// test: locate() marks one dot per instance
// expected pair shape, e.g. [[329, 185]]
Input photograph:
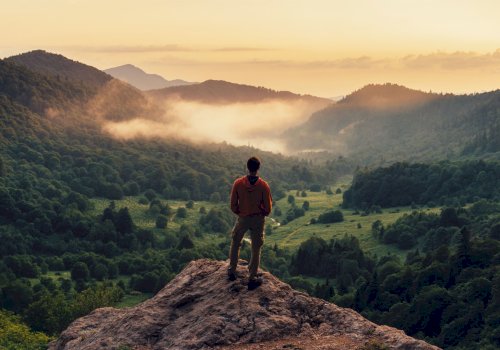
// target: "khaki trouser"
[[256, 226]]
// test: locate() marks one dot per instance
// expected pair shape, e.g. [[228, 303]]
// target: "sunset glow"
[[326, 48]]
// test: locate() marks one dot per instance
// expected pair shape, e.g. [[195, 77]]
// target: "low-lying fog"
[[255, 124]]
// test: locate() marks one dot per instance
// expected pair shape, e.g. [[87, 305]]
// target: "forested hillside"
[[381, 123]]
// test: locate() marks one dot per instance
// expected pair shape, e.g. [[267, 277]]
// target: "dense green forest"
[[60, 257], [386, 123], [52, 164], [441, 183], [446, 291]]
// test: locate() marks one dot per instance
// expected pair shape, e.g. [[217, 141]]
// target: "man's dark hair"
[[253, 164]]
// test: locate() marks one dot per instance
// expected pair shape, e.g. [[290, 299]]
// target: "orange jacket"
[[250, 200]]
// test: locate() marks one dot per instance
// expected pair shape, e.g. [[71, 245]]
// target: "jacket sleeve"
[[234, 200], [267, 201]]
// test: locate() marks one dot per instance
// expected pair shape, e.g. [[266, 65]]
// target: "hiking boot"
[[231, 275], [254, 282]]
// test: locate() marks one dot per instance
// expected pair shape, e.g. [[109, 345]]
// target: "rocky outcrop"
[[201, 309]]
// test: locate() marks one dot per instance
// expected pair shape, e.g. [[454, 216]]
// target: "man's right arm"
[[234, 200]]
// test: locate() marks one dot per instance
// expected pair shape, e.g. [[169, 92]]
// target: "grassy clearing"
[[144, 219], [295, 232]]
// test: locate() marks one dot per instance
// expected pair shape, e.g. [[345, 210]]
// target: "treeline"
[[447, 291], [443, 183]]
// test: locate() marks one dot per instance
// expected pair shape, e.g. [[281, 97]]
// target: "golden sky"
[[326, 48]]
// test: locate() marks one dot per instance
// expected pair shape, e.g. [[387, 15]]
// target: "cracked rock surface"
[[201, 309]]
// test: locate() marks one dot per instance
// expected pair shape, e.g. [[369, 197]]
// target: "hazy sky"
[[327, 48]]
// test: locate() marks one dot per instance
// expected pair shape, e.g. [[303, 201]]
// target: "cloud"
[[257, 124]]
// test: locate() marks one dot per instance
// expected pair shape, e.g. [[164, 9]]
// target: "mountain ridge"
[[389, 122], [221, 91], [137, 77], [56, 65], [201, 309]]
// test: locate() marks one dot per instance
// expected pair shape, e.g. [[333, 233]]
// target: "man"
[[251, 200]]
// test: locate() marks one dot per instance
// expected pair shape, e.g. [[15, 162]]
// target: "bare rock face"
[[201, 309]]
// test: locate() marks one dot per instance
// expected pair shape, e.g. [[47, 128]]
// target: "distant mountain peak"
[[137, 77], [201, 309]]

--

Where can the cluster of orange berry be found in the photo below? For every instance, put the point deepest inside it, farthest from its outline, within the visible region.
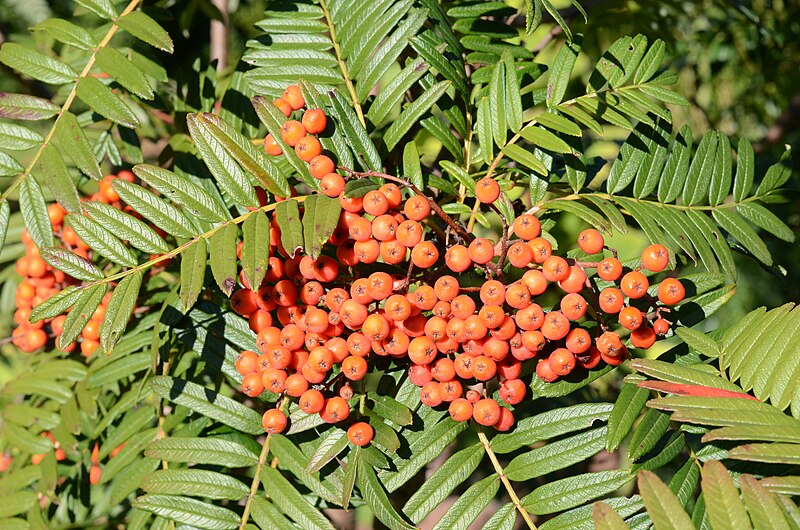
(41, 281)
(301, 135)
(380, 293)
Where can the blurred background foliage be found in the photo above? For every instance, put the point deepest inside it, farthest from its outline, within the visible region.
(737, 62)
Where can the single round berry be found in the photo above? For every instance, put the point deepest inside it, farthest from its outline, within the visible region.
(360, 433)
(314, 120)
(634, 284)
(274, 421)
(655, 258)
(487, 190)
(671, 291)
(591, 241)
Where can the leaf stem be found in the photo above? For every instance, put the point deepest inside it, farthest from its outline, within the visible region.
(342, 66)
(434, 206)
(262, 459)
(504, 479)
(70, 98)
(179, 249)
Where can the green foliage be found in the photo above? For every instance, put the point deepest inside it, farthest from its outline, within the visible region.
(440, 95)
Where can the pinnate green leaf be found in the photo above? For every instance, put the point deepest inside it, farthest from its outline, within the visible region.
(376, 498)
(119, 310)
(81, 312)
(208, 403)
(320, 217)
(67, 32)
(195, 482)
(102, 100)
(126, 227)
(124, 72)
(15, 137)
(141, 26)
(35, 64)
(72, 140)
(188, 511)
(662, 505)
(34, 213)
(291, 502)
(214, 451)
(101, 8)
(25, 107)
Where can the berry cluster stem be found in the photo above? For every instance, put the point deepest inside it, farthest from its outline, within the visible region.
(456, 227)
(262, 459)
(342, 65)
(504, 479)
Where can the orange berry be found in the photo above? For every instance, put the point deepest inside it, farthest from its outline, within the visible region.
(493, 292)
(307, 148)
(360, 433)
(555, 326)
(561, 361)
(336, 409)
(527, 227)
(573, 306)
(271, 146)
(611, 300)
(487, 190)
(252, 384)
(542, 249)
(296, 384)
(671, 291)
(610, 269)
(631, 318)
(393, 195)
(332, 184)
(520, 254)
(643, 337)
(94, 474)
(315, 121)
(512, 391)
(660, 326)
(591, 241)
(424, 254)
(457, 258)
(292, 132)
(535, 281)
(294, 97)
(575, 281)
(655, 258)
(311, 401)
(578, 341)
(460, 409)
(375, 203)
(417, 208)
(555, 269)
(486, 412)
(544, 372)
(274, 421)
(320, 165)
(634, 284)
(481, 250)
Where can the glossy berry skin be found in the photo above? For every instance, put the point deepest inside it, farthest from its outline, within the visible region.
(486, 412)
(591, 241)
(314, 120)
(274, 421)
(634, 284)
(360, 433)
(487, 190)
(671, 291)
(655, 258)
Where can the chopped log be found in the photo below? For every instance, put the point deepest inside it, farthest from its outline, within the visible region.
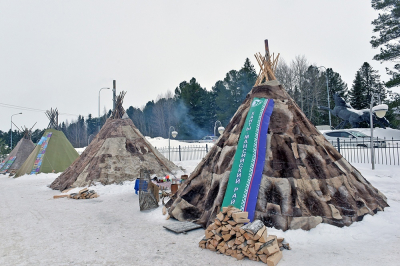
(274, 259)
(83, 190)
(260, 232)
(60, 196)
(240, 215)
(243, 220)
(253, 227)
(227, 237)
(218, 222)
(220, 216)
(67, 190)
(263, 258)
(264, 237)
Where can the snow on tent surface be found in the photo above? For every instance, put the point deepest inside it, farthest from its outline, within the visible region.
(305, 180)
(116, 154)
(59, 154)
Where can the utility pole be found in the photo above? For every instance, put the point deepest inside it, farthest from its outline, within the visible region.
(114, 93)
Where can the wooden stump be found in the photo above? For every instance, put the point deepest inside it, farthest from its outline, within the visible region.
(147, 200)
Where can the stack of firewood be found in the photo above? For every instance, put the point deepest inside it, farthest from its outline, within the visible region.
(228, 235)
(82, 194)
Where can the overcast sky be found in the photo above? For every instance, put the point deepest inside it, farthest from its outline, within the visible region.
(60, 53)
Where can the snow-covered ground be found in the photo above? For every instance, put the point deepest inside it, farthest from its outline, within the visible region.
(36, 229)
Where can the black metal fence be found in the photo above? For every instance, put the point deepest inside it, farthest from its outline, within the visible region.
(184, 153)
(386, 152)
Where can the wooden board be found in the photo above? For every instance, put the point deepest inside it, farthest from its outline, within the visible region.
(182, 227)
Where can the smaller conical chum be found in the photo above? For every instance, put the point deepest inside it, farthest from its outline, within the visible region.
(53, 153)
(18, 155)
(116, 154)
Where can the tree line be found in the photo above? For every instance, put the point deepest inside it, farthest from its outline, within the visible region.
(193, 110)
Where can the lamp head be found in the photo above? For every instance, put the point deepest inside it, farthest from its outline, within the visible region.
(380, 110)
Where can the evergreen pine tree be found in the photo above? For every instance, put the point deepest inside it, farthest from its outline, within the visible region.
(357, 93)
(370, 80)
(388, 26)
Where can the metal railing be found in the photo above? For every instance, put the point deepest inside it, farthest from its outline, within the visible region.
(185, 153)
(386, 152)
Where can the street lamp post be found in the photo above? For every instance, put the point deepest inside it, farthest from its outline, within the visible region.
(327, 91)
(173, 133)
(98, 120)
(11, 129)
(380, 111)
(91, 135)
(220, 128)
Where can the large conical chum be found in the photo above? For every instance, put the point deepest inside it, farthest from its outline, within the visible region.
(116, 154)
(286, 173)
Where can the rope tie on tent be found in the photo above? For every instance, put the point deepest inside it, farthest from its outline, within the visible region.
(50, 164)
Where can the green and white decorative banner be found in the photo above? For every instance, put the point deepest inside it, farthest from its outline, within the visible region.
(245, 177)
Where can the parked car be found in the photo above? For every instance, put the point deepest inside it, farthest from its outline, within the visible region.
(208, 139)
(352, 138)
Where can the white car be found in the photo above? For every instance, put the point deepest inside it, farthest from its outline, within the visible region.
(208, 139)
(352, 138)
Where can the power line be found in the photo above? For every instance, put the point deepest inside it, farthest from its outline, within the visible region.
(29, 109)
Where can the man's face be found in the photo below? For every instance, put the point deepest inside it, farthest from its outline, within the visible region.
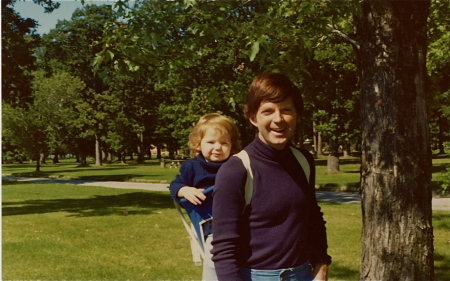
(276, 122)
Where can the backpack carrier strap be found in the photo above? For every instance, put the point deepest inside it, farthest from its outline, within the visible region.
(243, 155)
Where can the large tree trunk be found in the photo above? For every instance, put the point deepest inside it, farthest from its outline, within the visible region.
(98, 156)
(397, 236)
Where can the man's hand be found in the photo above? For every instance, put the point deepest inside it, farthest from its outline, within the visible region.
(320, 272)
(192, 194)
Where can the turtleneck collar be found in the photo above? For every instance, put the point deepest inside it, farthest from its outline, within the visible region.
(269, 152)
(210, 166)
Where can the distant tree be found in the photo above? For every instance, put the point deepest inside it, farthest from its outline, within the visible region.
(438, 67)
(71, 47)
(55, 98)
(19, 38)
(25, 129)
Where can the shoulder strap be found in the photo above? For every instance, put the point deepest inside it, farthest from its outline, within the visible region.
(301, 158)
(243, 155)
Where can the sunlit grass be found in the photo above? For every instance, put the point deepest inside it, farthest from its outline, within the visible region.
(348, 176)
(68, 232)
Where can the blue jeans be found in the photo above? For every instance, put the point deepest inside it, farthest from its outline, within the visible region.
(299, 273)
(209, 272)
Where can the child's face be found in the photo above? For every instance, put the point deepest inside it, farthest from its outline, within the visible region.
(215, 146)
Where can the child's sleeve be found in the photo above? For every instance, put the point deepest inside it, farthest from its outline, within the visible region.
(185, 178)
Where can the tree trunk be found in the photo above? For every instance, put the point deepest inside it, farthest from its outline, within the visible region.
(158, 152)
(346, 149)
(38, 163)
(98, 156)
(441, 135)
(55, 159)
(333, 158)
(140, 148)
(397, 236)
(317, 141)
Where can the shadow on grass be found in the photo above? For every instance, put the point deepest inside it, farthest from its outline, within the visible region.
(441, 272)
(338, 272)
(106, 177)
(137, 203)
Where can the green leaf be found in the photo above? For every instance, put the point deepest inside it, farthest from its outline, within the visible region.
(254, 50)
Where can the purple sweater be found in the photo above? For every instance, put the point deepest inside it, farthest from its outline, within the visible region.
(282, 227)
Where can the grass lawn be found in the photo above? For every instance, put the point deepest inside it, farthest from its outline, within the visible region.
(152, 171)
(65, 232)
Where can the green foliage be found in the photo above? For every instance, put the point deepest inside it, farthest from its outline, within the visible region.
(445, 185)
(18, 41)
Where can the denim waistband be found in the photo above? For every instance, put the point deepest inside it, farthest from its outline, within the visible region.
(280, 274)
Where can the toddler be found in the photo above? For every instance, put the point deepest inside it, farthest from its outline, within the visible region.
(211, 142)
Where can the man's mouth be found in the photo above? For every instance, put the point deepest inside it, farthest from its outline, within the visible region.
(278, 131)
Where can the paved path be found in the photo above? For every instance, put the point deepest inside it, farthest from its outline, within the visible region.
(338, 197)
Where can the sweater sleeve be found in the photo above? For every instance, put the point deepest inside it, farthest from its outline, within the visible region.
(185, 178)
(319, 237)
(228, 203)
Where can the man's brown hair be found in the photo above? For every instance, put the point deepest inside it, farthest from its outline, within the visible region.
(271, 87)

• **Your task**
The range runs from the line above containing "e.g. [[195, 77]]" to the line containing "e.g. [[267, 277]]", inclusive. Restate those lines word for word and no others.

• **Answer space**
// expected pair shape, e.g. [[195, 77]]
// target: "low-lying fog"
[[255, 124]]
// test: locate() marks one dot per instance
// expected pair shape, e.g. [[87, 305]]
// target: "forested hillside"
[[381, 123]]
// test: locate() marks one dot per instance
// expected pair shape, e.g. [[267, 277]]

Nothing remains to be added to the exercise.